**ACTIVITY**: Here are some records. Copy each one exactly.

**Region pointing data**:
···
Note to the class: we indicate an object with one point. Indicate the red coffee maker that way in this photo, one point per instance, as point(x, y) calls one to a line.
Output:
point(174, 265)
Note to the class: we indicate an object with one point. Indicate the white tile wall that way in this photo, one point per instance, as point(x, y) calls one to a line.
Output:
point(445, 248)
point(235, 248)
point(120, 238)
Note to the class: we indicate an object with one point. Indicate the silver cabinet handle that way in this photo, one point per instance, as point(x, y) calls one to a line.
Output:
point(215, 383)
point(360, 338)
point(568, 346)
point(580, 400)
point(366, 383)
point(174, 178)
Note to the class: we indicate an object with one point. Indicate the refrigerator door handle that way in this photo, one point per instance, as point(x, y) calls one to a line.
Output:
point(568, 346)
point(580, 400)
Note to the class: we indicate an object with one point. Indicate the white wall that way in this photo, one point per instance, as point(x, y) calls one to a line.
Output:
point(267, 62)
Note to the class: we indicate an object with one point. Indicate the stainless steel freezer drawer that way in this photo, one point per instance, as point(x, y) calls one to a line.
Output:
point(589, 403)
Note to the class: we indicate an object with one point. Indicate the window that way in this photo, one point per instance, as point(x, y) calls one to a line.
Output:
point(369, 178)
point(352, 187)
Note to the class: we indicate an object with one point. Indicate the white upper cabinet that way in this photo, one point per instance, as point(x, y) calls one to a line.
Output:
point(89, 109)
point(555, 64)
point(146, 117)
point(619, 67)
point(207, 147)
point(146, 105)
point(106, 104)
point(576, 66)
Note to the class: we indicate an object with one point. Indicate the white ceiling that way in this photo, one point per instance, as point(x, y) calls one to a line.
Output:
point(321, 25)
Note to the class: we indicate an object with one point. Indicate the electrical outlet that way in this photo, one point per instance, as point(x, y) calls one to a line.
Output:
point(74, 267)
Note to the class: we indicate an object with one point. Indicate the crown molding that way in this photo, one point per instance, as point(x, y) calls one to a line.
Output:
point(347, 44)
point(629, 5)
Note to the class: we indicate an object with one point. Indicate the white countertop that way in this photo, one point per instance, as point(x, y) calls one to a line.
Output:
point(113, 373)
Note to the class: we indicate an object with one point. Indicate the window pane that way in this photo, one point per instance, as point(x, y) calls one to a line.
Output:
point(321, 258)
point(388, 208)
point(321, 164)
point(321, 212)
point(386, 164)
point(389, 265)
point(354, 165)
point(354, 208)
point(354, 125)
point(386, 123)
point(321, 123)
···
**EXERCISE ANSWER**:
Note to the class: we indicate an object with one point. Indicate the red coffee maker that way in this photo, one point per instance, as point(x, y) calls one to a line.
Output:
point(174, 265)
Note to the class: we indicate an object with one point. Indicate the white tile wall that way in this photo, one point per instance, as point(x, y) calls one to a line.
Output:
point(445, 248)
point(235, 248)
point(120, 238)
Note to the class: we indicate an object with one point. Indicate the silver cabinet handle that way in this photo, one point per instance, as point(x, y) calls one to a line.
Output:
point(215, 383)
point(360, 338)
point(568, 346)
point(580, 400)
point(366, 383)
point(174, 178)
Note to the class: we indicate an object with one point. Indicate the refrigerator door handle that way in this photo, one point per instance, as point(x, y) calls one to a line.
Output:
point(568, 346)
point(580, 400)
Note to the class: we indicate an object with one point. Indicate the white wall that way in this photo, one point per instance, as point(x, y) calls one to a line.
Output:
point(267, 62)
Note to the class: we indicate an object with one point. Indicate the stainless steel freezer drawer that way in this photo, one point per instance, as point(x, y) calls one to a line.
Output:
point(589, 403)
Note to the class: we indicate an object with one point. Indicate the window that way in this photo, one point per instance, as point(x, y) calls one to a line.
Output:
point(369, 178)
point(352, 187)
Note to the class: we indicate an object with one point. Indicate the white upper cabinet that way in this photo, one point per instance, as point(x, y) calls one to a line.
Output:
point(89, 109)
point(555, 64)
point(146, 117)
point(619, 67)
point(207, 147)
point(146, 105)
point(106, 104)
point(576, 66)
Note to the class: we indicate an object with one point. Indicate the white ceiling that way in this photo, one point per instance, as point(x, y) calls one to a line.
Output:
point(321, 25)
Note to the class: we indicate an object with one point. Indicate the electrical outlet that way in this photo, one point per instance, as point(x, y) calls one to a line.
Output:
point(74, 267)
Note to the class: we indicate an object with one point. Indicate the crown molding that way in this photo, one point per instance, as point(x, y) calls one to a line.
Output:
point(347, 44)
point(629, 5)
Note to the class: we indicate an object with one point. Indicate the white countertop that way in this photo, one point per instance, as point(x, y) calls one to a line.
Output:
point(113, 373)
Note to the class: we indicate an object with one point. Indicate the window pane that way in this photo, one point per instance, as point(x, y) calls one to a line.
Output:
point(321, 258)
point(388, 208)
point(321, 164)
point(321, 212)
point(386, 164)
point(389, 265)
point(354, 165)
point(354, 208)
point(354, 125)
point(386, 123)
point(321, 123)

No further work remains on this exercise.